* [Material for this exercise]:

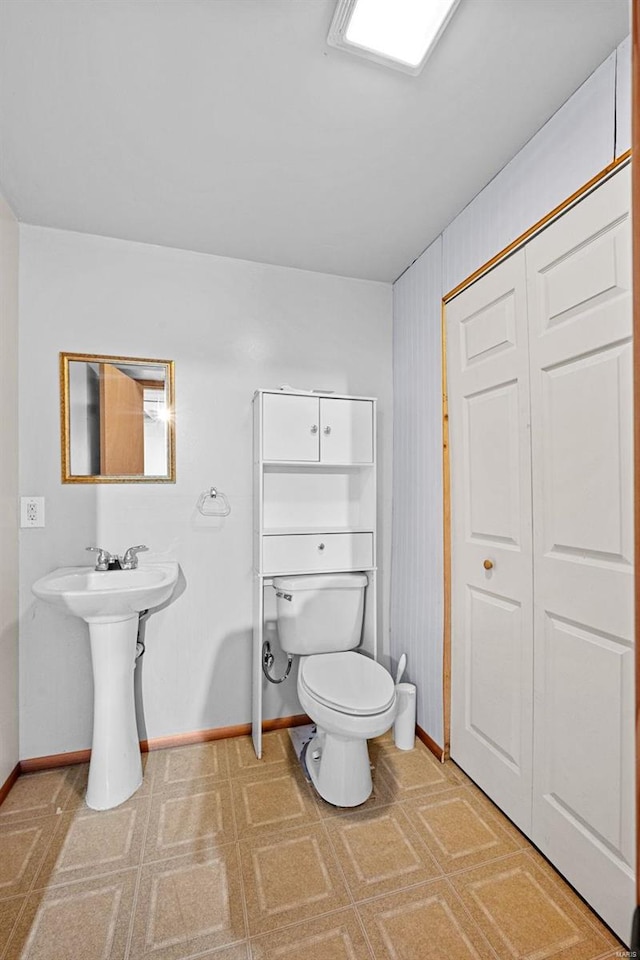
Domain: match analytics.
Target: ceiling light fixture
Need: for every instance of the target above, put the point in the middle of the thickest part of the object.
(396, 33)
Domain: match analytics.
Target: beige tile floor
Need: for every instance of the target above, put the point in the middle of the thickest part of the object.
(221, 856)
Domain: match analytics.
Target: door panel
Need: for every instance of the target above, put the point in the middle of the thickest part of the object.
(491, 617)
(347, 431)
(494, 496)
(578, 275)
(495, 625)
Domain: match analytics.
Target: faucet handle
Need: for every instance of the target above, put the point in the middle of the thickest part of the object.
(130, 559)
(103, 558)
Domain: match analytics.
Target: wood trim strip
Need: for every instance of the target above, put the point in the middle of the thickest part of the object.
(9, 782)
(430, 744)
(446, 549)
(543, 222)
(157, 743)
(635, 227)
(34, 764)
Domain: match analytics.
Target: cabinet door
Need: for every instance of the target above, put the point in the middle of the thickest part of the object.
(290, 427)
(347, 431)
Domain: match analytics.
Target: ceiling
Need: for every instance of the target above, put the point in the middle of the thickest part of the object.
(230, 127)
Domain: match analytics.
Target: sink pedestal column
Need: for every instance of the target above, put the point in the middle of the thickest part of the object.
(115, 770)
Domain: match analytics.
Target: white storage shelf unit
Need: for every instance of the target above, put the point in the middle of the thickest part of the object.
(314, 500)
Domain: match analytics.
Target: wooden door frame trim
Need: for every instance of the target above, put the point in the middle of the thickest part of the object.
(635, 267)
(511, 248)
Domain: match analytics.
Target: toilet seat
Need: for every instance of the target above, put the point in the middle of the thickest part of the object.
(347, 682)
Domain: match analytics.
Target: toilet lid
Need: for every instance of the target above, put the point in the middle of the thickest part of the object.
(348, 682)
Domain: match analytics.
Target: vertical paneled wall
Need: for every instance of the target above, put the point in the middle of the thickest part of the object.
(416, 560)
(8, 491)
(589, 130)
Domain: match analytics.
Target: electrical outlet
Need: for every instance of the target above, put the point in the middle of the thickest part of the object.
(32, 511)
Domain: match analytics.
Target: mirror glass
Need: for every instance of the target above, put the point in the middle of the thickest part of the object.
(117, 417)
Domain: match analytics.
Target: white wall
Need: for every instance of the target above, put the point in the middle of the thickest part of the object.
(231, 327)
(573, 146)
(9, 246)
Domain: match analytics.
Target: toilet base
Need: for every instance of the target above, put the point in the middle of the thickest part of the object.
(341, 773)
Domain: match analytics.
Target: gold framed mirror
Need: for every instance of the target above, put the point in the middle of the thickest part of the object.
(117, 418)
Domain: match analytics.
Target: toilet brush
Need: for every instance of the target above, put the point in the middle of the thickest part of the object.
(404, 728)
(402, 663)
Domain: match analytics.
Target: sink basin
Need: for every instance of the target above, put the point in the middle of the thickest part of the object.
(111, 602)
(94, 594)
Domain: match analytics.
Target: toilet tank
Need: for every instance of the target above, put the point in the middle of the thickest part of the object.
(320, 613)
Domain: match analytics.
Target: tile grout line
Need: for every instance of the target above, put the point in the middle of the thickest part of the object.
(471, 918)
(138, 881)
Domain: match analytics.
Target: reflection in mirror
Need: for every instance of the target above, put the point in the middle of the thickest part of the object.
(117, 419)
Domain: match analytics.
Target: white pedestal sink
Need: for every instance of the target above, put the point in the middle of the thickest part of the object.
(111, 602)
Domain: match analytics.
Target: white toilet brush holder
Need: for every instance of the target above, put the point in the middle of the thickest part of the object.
(404, 728)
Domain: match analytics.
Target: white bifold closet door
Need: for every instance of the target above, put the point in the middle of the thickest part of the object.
(492, 609)
(580, 321)
(563, 651)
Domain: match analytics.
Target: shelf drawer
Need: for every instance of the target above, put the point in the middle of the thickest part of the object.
(309, 552)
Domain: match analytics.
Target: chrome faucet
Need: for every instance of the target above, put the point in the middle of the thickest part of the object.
(105, 560)
(130, 559)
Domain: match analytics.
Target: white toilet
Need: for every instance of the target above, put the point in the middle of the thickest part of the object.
(350, 697)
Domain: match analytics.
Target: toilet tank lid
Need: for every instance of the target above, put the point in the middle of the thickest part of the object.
(322, 581)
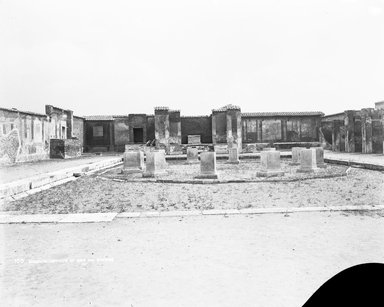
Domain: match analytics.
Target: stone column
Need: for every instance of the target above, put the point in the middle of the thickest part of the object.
(133, 162)
(366, 131)
(155, 163)
(233, 157)
(295, 156)
(319, 156)
(270, 164)
(162, 127)
(229, 131)
(284, 130)
(213, 129)
(336, 137)
(259, 128)
(307, 161)
(349, 131)
(69, 124)
(207, 165)
(192, 155)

* [Directions]:
Transcribe the material as is, with images omitted.

* [Expected answer]:
Domain: match analytics.
Target: ceiling light fixture
Need: for every instance of the target above, put the point in the middle of the thickest part of the object.
(396, 33)
Domain: match analytics.
Target: beige tile floor
Need: for every instance of the target above, put the point in the middle of the thickest part of the object.
(221, 856)
Domain: match analytics.
Target: door panel
Need: for every instance of the target above, put the point in the middle of the thickest part of the object.
(491, 617)
(347, 431)
(494, 496)
(578, 275)
(495, 625)
Domain: match analytics.
Target: faucet handle
Need: for every instance of the target above, put the point in the middle of the thickest part of the object.
(130, 559)
(103, 558)
Domain: match analytics.
Target: wood trim strip
Need: for every instance of the target above, put the point in the middle of the thickest part of the object.
(9, 782)
(430, 744)
(446, 549)
(543, 222)
(157, 743)
(635, 227)
(34, 764)
Domain: match analytics.
Target: cabinet door
Need: for every instance of the target above, put the point in the middle of the thickest part of the object.
(290, 427)
(347, 431)
Domain: match analytics.
Target: ceiling
Need: for every instance of the target above, put the point in the middle of the thickest part of the object.
(230, 127)
Domain: match analytics.
Target: sink pedestal column
Need: for every instance of the target above, put the point in the middle of the thickest part of the object.
(115, 770)
Domain: match analytics.
Target: white storage shelf unit
Need: for every instance of the target above, put the point in the middle of the thickest part of the object.
(314, 500)
Domain: match analytics.
Target: wooden door frame trim
Need: for every instance of the target above, put the point in the middle of the thickest part of the object.
(635, 267)
(511, 248)
Domain: match analytics.
Target: toilet seat
Need: for every instance of the target above, put the point in the middle of the thickest part of the object.
(347, 682)
Domain: match analytics.
Target: toilet lid
Need: for every instance of the target above, put the point in the middle of the thickest part of the object.
(348, 682)
Domain: match analytics.
Target: vertical paneled wall
Need: for every instance of the target above, put the point in the middle of the thickest part of the object.
(416, 560)
(8, 491)
(589, 130)
Domain: match analytics.
Target: electrical outlet
Need: for every instance of the target above, put the point in the middle of the thickest part of the object.
(32, 511)
Domain: match analytics.
Target: mirror glass
Need: for every instance of the target above, put the point in the middle of the thickest part of the object.
(117, 417)
Domain: match analytics.
Target: white wall
Need: for every instance of the target above, put the point in the middle of the thickest part of the object.
(231, 327)
(573, 146)
(9, 246)
Domain: match analytics.
Target: toilet base
Need: for every instance of the target above, put the point in the middle of the thickest part of the object.
(341, 773)
Domain: match analytics.
Target: gold framed mirror
Need: for every instance of the target above, put the point in the middle of the thickest part of the object.
(117, 418)
Domain: match analytics.
Target: toilet brush
Need: for every instance of the target above, put the point in the middle of the thickest part of the object.
(404, 728)
(402, 663)
Domain: match analytics.
Target: sink basin
Need: for every instance of the target above, put the point in the middle of the thickest part of the object.
(111, 602)
(94, 594)
Domain: match analytics.
Target: toilet tank
Need: for every instance of the target above, put the point in the middle of the thickest part of the object.
(320, 613)
Domain: match analytics.
Target: tile grout line
Need: for every instance of the target above, put the point in the middle of the thickest part of the object.
(471, 918)
(138, 881)
Domain: match analytics.
Target: reflection in mirror
Need: for every instance of the target above, put the point in the middle of the thickest part of the object.
(117, 419)
Domain: match analytics.
Target: white pedestal sink
Need: for every instance of the target above, put the point in the middle of the thickest part of the object.
(111, 602)
Domain: match analytics.
Target: white toilet brush holder
Need: for every instance of the target above, put the point in the middle of the thickest part of the object.
(404, 728)
Domain: match analytics.
Target: white bifold closet door
Need: for every instance of the target above, put the point in the middle of the thickest part of the object.
(492, 609)
(580, 321)
(563, 651)
Domain: match analytics.
Target: shelf drawer
Need: for every instance of the target above, put the point in the middle of the thickest part of the object.
(309, 552)
Domain: match analytics.
Target: chrome faucet
Need: for every instance of the target above, put the point in the middle of the thickest part of the object.
(105, 560)
(130, 559)
Domain: match analytics.
Target: white toilet
Need: for every instance of the target above, put the point in the middle of the thickest part of the object.
(350, 697)
Domain: match analytics.
Target: toilet tank lid
Need: for every instance of the target above, put the point in the middle of the thickest part of the object.
(322, 581)
Domain: match analytics.
Target: stone column
Need: for every instance of the target above, put the point in the middle of the thickest part of the object.
(133, 162)
(366, 131)
(155, 163)
(233, 157)
(295, 156)
(319, 156)
(270, 164)
(162, 127)
(229, 131)
(284, 130)
(213, 129)
(336, 137)
(259, 128)
(307, 161)
(349, 131)
(69, 124)
(207, 165)
(192, 155)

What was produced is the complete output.